→ WORKING DATA
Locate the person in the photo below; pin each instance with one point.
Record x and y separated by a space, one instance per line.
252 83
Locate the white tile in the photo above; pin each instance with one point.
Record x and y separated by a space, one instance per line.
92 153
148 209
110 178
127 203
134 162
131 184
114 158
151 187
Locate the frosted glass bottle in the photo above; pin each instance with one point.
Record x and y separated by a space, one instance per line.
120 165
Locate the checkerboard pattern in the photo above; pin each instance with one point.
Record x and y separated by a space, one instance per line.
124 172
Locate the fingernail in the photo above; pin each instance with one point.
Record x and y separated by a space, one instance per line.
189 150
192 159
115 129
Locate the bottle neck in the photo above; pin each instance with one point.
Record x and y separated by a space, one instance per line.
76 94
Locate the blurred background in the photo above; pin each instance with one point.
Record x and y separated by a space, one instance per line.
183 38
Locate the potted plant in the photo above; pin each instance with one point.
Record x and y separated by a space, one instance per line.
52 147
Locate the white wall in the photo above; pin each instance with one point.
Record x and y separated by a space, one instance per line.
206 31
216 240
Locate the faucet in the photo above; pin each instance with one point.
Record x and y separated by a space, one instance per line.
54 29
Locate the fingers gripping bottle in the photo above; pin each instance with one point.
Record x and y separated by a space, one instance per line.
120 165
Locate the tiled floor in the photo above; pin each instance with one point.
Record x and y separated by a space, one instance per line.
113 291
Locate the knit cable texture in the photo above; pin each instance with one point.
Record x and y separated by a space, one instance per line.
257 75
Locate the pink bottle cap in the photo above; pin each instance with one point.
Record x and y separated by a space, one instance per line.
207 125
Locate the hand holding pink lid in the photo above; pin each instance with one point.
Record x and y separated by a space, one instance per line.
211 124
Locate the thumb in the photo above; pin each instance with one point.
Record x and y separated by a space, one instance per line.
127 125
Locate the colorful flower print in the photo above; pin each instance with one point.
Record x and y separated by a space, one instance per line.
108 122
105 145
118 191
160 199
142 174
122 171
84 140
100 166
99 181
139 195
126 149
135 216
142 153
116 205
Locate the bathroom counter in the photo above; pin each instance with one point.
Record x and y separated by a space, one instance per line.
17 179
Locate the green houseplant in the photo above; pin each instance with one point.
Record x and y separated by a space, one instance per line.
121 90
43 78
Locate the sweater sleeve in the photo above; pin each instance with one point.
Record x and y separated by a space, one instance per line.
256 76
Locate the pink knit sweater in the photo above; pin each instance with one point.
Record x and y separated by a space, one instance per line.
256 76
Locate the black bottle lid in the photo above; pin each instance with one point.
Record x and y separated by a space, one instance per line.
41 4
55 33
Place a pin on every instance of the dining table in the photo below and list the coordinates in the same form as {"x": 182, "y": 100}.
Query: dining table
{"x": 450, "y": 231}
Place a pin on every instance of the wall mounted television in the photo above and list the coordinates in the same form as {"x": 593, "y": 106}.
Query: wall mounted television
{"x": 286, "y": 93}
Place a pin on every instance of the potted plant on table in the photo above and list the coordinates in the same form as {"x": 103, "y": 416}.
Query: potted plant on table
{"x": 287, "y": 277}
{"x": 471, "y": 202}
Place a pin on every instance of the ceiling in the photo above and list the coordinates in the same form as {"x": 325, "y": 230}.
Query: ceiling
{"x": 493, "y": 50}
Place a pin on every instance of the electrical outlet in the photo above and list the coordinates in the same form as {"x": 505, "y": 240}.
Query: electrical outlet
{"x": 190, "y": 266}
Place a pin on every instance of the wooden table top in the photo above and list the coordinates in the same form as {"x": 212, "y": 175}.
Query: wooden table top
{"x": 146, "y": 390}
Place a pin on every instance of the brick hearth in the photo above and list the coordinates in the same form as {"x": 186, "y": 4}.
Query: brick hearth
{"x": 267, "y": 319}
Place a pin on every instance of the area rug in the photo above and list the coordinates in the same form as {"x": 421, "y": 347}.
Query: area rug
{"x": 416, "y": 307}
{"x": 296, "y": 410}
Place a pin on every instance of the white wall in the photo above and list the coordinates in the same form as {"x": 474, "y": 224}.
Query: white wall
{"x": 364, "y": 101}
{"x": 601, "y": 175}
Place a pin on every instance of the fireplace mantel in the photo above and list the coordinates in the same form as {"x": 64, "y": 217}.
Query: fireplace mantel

→ TASK DETAILS
Copy all of the entries above line for line, without changing a single character.

→ ANSWER IN FULL
Locate the person in the photo below; pin each instance with one point.
Record x and y separated by a space, one instance per line.
252 83
Locate the white tile in the photo above; pin each instance with one point.
Record x and y separated by a space, one instance per line.
92 153
148 209
110 178
127 203
134 162
131 184
114 158
151 187
Locate the frosted glass bottle in the photo above; pin each instance with one point.
Record x and y separated by a space, one instance per line.
120 165
Locate the checkerboard pattern in the photo above; pin each instance with one point.
Record x and y separated by a space, one instance per line.
124 172
Locate the fingernail in the photo above; pin each instance with one point.
Record x and y separated by a space, one instance per line.
189 150
192 159
115 129
Locate the bottle neck in the photo above; pin each instance with one point.
Record x and y separated by a space, one instance per line.
76 94
Locate the blurred background in the photo above; pin each instance with one point.
Record x and y separated by a space, one instance per line.
183 38
Locate the potted plant in the photo above; pin each instance with one point.
Record x and y separated by a space, one instance per line.
52 147
Locate the white wall in the photo above; pin each instance with one point.
Record x and y separated by a space, one instance per line.
206 31
216 240
Locate the faucet in the photo above; pin each instance with one point.
Record x and y separated by a space, one instance per line.
54 29
Locate the fingers gripping bottle in the photo above; pin each instance with one point.
Record x and y separated by a space, one instance per line.
120 165
Locate the tiled floor in the photo above; pin each instance with one point.
Record x and y separated by a space, one instance per line.
113 291
Locate the knit cable texture in the photo above; pin each instance with one point.
Record x and y separated by a space, one instance per line.
257 75
Locate the pink bottle cap in the photo above; pin each instance with one point.
Record x and y separated by a space, one instance per line.
207 125
Locate the hand holding pink lid in the photo above; pin each instance with one point.
Record x and y separated by a space, one instance per line.
211 124
Locate the thumb in the photo above; pin each instance with one point.
Record x and y separated by a space, one instance per line.
127 125
Locate the colorful flower print in the photo above; pin each instance with one point.
Record x and y separated by a space, one instance per line.
108 122
105 145
118 191
160 199
142 174
122 171
84 140
100 166
99 181
139 195
126 149
135 216
142 153
116 205
Locate the bathroom counter in the photo above; pin each instance with one point.
Record x and y separated by a space, one instance per line.
17 179
Locate the green houseplant in the photo above; pin each instance with one point.
Record x and y separated by a space, one instance per line.
121 90
43 78
Locate the sweater sleeve in the photo above; pin each instance with one point.
Record x and y separated by a space, one instance per line.
256 76
Locate the pink knit sweater in the photo above; pin each instance with one point.
Record x and y separated by a space, one instance per line.
256 76
Locate the black bottle lid in the photo above; pin each instance with one point.
Record x and y separated by a space, one instance per line.
41 4
55 33
Place a pin on every instance of the dining table in the photo below and list the coordinates in the same form as {"x": 182, "y": 100}.
Query: dining table
{"x": 450, "y": 231}
Place a pin on every instance of the wall mounted television in the photo above and list the coordinates in the same form as {"x": 593, "y": 106}.
Query: wall mounted television
{"x": 286, "y": 93}
Place a pin on every instance of the potted plant on table in the photo above and list the coordinates in the same form as {"x": 103, "y": 416}.
Query: potted plant on table
{"x": 287, "y": 277}
{"x": 471, "y": 202}
Place a pin on every instance of the ceiling in the photo above and list the coordinates in the same form as {"x": 325, "y": 230}.
Query: ceiling
{"x": 493, "y": 50}
Place a pin on every instance of the electrical outlet in the photo above and list the coordinates in the same form as {"x": 505, "y": 240}.
Query: electrical outlet
{"x": 190, "y": 266}
Place a pin on every instance of the wooden table top in the photo above and list the coordinates in the same form as {"x": 212, "y": 175}.
Query: wooden table top
{"x": 146, "y": 390}
Place a pin on every instance of the brick hearth in the photo above and list the coordinates in the same form as {"x": 186, "y": 4}.
Query: brick hearth
{"x": 267, "y": 319}
Place a pin on every instance of the area rug in the photo above and list the coordinates in the same form as {"x": 421, "y": 347}.
Query: area rug
{"x": 416, "y": 307}
{"x": 296, "y": 410}
Place a pin on every instance of the white wall in the photo above and list the coordinates in the same form as {"x": 474, "y": 224}.
Query: white wall
{"x": 364, "y": 101}
{"x": 601, "y": 175}
Place a pin on every instance of the fireplace mantel in the photo above and list the coordinates in the same form as {"x": 64, "y": 217}.
Query: fireplace mantel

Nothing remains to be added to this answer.